* begin Rows *
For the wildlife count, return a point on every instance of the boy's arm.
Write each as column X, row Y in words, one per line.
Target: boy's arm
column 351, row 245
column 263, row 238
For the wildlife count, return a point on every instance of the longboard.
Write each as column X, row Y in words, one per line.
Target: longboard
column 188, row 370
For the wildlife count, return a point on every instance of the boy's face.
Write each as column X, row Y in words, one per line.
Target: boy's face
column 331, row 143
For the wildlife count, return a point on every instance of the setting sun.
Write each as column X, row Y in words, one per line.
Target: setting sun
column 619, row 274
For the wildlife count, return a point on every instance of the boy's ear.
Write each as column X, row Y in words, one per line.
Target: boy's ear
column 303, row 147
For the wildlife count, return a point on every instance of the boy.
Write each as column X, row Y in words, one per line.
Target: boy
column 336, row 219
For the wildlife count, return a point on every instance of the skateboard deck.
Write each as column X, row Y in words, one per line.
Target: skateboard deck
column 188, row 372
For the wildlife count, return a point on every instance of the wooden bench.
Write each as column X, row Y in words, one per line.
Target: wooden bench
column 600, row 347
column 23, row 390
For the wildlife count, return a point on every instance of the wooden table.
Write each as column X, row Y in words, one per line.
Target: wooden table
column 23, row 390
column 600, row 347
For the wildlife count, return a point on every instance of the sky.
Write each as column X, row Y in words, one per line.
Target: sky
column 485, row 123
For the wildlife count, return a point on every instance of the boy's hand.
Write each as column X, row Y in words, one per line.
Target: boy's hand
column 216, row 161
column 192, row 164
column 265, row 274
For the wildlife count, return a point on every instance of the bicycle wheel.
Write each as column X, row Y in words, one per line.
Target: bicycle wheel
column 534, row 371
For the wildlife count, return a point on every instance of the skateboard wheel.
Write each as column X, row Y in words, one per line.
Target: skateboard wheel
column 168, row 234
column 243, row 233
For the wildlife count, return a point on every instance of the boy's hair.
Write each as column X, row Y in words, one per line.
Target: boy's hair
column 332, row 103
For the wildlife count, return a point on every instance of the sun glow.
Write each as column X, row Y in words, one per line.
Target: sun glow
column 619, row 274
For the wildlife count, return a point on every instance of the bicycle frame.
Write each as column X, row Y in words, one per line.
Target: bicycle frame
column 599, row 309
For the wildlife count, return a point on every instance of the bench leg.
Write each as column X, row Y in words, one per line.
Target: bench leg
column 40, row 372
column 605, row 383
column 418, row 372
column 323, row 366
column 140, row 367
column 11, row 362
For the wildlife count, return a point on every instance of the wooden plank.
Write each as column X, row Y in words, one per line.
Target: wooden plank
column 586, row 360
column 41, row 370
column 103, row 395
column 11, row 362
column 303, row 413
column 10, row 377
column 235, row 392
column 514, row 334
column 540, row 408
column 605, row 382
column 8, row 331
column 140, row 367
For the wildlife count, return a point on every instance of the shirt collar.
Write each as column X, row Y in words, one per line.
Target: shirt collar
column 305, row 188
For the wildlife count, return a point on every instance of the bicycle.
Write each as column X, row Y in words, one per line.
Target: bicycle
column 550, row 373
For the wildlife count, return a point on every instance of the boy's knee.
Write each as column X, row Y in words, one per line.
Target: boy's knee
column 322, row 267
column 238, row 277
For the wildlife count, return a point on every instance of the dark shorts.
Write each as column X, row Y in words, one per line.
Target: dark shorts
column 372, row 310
* end Rows *
__What you need to do__
Copy out the material from the line containing "the sun glow." through the end, both included, putting "board" in place of "wooden plank" and leaving everything else the same.

__Correct response__
For the wildlife count, return a point on every instance of the sun glow.
Write each as column X, row Y in words, one per line.
Target: sun glow
column 619, row 274
For the wildlife count, return a point on every instance of the bicycle frame.
Write each as column X, row Y in words, one per line.
Target: bicycle frame
column 599, row 309
For the wildlife count, return a point on every instance of the bench leg.
Write each as column X, row Y in words, one per line.
Target: bench leg
column 40, row 372
column 605, row 383
column 418, row 372
column 323, row 366
column 140, row 367
column 11, row 362
For the wildlife count, return a point on every instance of the board.
Write each as column X, row Y in words, one per line.
Target: board
column 586, row 360
column 41, row 370
column 103, row 395
column 11, row 362
column 303, row 413
column 10, row 377
column 235, row 392
column 514, row 334
column 540, row 408
column 605, row 382
column 8, row 331
column 140, row 367
For the wildlife count, return a point on every instance of the shirt collar.
Write each as column X, row Y in words, one per line.
Target: shirt collar
column 305, row 188
For the wildlife count, return a point on every instance of the bicycle.
Write each as column X, row Y in words, one per line.
Target: bicycle
column 550, row 373
For the wildlife count, return a point on every instance of the boy's knee.
Write each as column X, row Y in words, one per line.
Target: boy's knee
column 322, row 267
column 238, row 277
For the wildlife count, return a point on every instance of the dark shorts.
Write each as column X, row Y in words, one per line.
Target: dark shorts
column 372, row 310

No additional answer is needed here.